++++ DATA TO USE ++++

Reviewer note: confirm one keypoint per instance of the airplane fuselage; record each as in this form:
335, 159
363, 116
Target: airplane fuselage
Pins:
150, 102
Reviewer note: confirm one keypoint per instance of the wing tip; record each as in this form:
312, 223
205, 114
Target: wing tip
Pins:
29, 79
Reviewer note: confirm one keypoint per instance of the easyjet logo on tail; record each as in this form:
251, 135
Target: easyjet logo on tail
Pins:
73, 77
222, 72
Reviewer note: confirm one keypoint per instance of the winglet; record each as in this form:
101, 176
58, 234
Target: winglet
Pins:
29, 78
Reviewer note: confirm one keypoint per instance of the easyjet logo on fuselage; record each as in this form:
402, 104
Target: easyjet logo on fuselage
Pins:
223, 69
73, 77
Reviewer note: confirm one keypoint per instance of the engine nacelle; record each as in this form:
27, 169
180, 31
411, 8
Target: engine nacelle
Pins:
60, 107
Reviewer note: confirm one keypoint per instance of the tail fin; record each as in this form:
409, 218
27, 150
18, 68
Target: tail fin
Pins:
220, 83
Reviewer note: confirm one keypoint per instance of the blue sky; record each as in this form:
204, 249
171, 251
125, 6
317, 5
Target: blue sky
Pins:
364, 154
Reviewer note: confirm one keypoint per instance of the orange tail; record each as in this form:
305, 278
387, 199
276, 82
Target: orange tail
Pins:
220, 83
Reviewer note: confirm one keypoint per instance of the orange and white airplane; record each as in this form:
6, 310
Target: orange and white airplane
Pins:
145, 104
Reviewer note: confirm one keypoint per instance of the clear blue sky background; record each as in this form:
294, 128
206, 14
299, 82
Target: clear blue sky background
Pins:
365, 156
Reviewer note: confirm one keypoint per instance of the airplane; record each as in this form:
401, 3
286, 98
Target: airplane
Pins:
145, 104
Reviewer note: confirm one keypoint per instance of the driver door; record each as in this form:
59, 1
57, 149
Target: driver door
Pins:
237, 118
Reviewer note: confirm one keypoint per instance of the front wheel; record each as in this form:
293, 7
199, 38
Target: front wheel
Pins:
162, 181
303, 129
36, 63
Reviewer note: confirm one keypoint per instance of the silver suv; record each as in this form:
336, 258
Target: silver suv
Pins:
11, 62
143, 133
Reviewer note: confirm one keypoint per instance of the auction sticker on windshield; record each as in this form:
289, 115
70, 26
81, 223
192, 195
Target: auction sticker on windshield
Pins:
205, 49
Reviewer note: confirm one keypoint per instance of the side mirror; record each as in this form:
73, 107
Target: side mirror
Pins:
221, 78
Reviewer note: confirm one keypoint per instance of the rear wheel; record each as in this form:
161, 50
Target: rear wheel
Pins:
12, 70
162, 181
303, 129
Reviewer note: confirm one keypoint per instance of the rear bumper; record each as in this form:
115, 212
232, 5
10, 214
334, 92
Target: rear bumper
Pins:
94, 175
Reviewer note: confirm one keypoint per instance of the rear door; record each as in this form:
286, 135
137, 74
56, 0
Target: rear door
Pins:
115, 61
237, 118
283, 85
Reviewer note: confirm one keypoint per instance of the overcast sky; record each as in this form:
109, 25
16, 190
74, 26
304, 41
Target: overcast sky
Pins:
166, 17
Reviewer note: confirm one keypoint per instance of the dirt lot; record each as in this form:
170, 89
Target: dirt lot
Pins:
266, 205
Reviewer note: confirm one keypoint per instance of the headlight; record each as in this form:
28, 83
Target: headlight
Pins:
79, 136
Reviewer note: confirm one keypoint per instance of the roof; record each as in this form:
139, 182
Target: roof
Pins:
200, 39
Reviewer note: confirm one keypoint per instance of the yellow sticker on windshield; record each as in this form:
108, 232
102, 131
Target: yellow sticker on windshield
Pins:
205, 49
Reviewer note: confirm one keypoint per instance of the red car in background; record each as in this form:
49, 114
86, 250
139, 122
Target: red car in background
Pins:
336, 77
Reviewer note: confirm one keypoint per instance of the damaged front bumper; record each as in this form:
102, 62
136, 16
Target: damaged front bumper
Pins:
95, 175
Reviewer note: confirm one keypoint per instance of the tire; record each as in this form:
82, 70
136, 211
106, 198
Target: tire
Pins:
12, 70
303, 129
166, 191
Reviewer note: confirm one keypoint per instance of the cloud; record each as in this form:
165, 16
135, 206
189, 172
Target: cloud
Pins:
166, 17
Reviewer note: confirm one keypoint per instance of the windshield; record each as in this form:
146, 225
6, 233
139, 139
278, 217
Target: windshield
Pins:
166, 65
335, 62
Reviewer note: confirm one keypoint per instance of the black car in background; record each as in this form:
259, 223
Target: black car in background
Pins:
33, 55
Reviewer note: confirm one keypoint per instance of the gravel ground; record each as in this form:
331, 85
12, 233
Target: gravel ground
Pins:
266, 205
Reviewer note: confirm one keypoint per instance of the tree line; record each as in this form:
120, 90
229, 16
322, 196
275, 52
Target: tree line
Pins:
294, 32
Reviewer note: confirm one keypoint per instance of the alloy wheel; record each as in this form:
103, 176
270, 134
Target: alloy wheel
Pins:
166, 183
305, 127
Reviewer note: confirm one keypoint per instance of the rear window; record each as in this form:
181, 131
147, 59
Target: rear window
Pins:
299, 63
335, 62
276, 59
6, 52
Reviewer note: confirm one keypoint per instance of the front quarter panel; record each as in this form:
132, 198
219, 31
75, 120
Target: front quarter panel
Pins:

++++

→ **WORK TO BE COMPLETED**
Copy all the records above exactly, missing none.

→ **RESPONSE TO THE TASK**
Reviewer note: confirm one keypoint per instance of the airplane fuselage; record each as in this form:
335, 159
363, 116
Target: airplane fuselage
Pins:
150, 102
Reviewer note: confirm one keypoint per instance of the wing tip; record each as in this form:
312, 223
205, 114
Target: wing tip
Pins:
29, 79
Reviewer note: confirm one keypoint per instance of the easyjet logo on tail; record each as in this form:
251, 135
Target: easyjet logo on tail
Pins:
73, 77
222, 72
Reviewer note: confirm one keypoint per instance of the winglet; record each as in this form:
101, 176
58, 234
Target: winglet
Pins:
29, 78
Reviewer note: confirm one keypoint per instance of the easyjet logo on fuselage; record each as in this form:
402, 104
Target: easyjet logo on fuselage
Pins:
223, 69
73, 77
Reviewer note: confirm one keypoint per instance of the engine nacelle; record each as in this form:
27, 169
180, 31
411, 8
Target: engine nacelle
Pins:
60, 107
Reviewer note: confirm one keypoint per instance of the tail fin; record each as in this form:
409, 218
27, 150
18, 68
Target: tail fin
Pins:
220, 83
Reviewer note: confirm one keypoint per instance of the blue sky; record each as in this form:
204, 249
171, 251
125, 6
317, 5
Target: blue sky
Pins:
364, 154
Reviewer note: confirm one keypoint per instance of the orange tail; record each as in this form:
305, 278
387, 199
276, 82
Target: orange tail
Pins:
220, 83
Reviewer note: confirm one keypoint per instance of the orange and white airplane; record each as in this form:
6, 310
Target: orange and white airplane
Pins:
145, 104
Reviewer note: confirm one keypoint per instance of the clear blue sky background; record each as in this form:
294, 128
206, 14
299, 82
Target: clear blue sky background
Pins:
365, 156
Reviewer note: confirm one keypoint per instance of the airplane; record each as in this form:
401, 3
286, 98
Target: airplane
Pins:
145, 104
Reviewer note: confirm one keypoint per instance of the driver door; record each as in this form:
59, 1
57, 149
Target: driver door
Pins:
237, 118
Reviewer note: confirm one keypoint per instance of the front wheel; record each as in this form:
293, 7
199, 38
Target: front wheel
Pins:
162, 181
303, 129
36, 63
Reviewer note: confirm one keypoint per instance of the silver suv; record each as in this form:
336, 258
Target: silver suv
Pins:
11, 62
143, 133
Reviewer note: confirm one keypoint per instance of the auction sticker on windshield; record each as in this form:
289, 115
70, 26
81, 223
192, 195
Target: auction sticker on windshield
Pins:
205, 49
Reviewer note: confirm one keypoint per instance of the side mirror; record each as in this form:
73, 107
Target: side mirror
Pins:
221, 78
Reviewer note: confirm one keypoint per instance of the rear wheel; record each as in this form:
161, 50
Target: rear wheel
Pins:
12, 70
162, 181
303, 129
Reviewer note: confirm one keypoint per instance of the rear bumper; record each as in this form:
115, 212
232, 5
10, 214
334, 92
Target: rear bumper
Pins:
94, 175
Reviewer note: confirm one keypoint per instance of the rear door; record each as in this form:
286, 135
137, 74
56, 0
Target: rear door
Pins:
115, 61
237, 118
283, 85
Reviewer note: confirm one keypoint per instance of the overcast sky; record each as in this form:
109, 25
16, 190
74, 26
304, 41
Target: overcast sky
Pins:
166, 17
Reviewer note: confirm one keypoint per instance of the dirt lot; record each as in this form:
170, 89
Target: dirt lot
Pins:
266, 205
Reviewer note: confirm one keypoint per instance of the headlight; record each as in this form:
28, 83
Target: headlight
Pins:
79, 136
Reviewer note: confirm one keypoint per instance of the roof; record each as in this form:
139, 182
Target: roof
Pins:
200, 39
Reviewer note: confirm one keypoint per instance of the yellow sticker on windshield; record each as in this form:
108, 232
102, 131
Target: yellow sticker on windshield
Pins:
205, 49
Reviewer note: confirm one keypoint per instance of the red car in background; record each as in this form:
49, 114
86, 250
139, 122
Target: red car in background
Pins:
336, 77
Reviewer note: confirm one keypoint per instance of the damaged front bumper; record each as in this form:
102, 62
136, 16
Target: damaged front bumper
Pins:
95, 175
Reviewer note: confirm one keypoint per instance of the tire; record each as in this form:
82, 70
136, 211
106, 198
Target: tire
Pins:
12, 70
303, 129
166, 191
Reviewer note: confirm one keypoint per instance of the cloud; record each as in this form:
165, 16
135, 206
189, 172
Target: cloud
Pins:
166, 17
Reviewer note: confirm one keypoint per instance of the windshield; record each as in this form:
146, 225
6, 233
139, 139
278, 217
Target: windshield
Pins:
166, 65
335, 62
Reviewer note: confirm one keypoint per instance of the black car in background; record each as in this form:
259, 223
Target: black car in background
Pins:
33, 55
Reviewer note: confirm one keypoint per instance of the gravel ground; record each as in this form:
331, 85
12, 233
Target: gravel ground
Pins:
266, 205
Reviewer note: confirm one keypoint per instance of the tree line; record each as in this form:
120, 90
229, 16
322, 196
275, 52
Target: tree line
Pins:
294, 32
Reviewer note: confirm one keypoint per instance of the alloy wheel; record each as in this form:
103, 176
270, 134
Target: alloy wheel
Pins:
166, 183
305, 127
Reviewer note: confirm one keypoint per instance of the rear window; record each as in this form:
181, 131
147, 59
Target: rear window
Pins:
299, 63
335, 62
276, 59
6, 52
Reviewer note: confirm one keypoint per instance of the front quarter panel; record each as in this form:
132, 198
219, 31
75, 120
Target: front quarter panel
Pins:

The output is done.